▶ [To do]:
Find each line below where the word "railing" occurs, and copy it.

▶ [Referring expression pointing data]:
*-*-*

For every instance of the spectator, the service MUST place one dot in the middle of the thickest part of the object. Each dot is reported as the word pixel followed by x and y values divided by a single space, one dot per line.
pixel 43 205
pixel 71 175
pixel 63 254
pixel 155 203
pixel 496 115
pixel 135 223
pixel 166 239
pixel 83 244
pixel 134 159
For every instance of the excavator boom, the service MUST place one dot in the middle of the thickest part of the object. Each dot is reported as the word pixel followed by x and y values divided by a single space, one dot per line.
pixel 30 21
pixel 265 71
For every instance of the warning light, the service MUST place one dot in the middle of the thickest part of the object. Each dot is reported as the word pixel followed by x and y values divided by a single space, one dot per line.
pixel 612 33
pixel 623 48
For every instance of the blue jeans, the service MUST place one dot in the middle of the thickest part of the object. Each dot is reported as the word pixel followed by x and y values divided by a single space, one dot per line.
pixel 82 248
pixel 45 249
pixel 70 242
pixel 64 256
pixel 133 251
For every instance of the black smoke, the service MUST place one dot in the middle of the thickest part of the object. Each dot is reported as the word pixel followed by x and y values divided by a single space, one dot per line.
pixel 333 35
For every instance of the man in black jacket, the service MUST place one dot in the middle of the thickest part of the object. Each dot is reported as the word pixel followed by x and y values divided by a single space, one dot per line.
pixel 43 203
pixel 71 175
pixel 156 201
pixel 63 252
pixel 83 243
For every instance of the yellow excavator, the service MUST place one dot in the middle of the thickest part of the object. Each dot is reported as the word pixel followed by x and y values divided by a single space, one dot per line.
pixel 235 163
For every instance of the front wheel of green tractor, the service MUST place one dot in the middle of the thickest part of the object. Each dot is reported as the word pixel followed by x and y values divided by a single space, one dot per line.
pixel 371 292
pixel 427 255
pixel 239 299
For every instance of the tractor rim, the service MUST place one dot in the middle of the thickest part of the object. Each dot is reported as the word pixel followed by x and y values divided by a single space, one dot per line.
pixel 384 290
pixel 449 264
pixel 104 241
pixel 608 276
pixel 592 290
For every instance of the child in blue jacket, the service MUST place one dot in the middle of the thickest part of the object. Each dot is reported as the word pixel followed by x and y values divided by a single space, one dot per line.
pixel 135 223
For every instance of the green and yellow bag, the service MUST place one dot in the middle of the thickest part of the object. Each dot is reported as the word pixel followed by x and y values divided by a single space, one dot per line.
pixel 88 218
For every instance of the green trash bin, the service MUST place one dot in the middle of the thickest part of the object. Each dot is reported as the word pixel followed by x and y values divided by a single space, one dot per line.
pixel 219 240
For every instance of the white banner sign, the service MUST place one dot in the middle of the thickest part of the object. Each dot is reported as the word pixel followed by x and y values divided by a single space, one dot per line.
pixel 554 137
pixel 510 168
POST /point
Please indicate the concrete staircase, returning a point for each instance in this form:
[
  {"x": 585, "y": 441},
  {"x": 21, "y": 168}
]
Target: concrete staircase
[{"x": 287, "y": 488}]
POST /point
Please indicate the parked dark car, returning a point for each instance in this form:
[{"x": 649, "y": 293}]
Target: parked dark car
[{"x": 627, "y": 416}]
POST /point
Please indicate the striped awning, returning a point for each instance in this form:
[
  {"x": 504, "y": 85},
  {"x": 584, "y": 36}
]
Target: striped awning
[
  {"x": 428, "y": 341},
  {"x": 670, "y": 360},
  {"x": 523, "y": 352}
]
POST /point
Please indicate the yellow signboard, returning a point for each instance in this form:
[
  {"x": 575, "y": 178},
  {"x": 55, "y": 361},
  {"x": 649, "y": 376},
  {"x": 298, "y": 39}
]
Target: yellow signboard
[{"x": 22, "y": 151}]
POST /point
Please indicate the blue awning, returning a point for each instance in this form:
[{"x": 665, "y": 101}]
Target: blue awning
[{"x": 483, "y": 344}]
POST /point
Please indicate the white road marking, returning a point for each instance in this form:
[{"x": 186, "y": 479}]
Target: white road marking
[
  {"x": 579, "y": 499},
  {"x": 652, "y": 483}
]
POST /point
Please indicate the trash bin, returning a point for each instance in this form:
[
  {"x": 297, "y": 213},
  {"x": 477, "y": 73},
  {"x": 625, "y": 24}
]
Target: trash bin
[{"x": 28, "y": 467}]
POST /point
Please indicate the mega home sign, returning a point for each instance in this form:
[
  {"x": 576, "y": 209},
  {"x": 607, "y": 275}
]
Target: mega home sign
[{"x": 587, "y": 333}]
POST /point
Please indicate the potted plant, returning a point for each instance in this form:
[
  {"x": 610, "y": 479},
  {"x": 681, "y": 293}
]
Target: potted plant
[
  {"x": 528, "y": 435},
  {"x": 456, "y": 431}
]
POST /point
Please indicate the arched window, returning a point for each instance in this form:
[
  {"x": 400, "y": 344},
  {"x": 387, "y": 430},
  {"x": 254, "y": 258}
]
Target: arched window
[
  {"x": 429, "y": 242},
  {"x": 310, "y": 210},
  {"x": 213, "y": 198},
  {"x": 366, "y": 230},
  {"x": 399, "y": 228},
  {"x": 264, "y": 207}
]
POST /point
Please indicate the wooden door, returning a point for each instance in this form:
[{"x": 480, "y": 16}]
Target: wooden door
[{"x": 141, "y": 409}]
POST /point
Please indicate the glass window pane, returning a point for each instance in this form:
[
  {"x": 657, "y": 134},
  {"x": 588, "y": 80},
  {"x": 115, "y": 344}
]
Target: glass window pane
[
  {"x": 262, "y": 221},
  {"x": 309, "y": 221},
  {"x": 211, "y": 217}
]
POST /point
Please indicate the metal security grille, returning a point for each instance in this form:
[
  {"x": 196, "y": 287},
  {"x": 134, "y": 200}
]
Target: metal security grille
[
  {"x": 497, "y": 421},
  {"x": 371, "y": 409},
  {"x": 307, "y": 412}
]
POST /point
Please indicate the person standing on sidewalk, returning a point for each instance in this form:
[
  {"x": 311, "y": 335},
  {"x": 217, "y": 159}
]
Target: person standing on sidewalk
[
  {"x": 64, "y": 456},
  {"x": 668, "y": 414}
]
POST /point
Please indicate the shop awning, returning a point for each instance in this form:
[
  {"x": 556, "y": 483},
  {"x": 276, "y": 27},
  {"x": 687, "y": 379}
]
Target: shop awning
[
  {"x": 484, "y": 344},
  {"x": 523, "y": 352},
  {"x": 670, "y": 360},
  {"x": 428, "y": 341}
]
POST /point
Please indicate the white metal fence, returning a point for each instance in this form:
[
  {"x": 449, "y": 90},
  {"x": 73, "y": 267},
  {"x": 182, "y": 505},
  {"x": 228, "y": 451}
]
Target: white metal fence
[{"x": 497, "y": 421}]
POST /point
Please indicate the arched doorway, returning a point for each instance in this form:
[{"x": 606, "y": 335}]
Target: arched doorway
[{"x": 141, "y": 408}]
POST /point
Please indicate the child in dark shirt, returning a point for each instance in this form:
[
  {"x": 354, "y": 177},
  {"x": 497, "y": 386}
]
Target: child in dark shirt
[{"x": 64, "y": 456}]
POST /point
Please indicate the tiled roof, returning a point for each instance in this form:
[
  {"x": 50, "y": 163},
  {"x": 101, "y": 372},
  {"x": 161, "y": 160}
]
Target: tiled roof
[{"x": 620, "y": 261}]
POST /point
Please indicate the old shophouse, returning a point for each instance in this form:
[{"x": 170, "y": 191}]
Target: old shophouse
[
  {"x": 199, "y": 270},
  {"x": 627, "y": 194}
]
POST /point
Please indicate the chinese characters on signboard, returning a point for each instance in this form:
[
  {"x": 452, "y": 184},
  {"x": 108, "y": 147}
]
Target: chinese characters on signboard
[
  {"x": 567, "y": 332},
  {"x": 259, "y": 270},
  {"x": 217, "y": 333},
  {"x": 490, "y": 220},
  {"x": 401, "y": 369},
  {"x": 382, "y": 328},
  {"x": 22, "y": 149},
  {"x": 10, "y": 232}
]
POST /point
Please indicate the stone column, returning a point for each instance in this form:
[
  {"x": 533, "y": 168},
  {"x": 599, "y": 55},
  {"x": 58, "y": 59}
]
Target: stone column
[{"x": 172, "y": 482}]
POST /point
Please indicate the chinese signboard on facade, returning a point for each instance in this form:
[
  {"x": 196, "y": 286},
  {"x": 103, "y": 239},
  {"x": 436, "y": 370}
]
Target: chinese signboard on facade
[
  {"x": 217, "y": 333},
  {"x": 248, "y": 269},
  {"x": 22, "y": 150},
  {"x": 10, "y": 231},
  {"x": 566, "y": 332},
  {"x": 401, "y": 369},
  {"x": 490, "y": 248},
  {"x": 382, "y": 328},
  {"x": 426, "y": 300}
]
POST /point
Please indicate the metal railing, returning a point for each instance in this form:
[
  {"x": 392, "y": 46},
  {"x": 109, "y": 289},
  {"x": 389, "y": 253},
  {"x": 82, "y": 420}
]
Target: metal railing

*-*-*

▶ [Exercise response]:
Please indicate the metal railing, returning a point for each instance in this form:
Target: metal railing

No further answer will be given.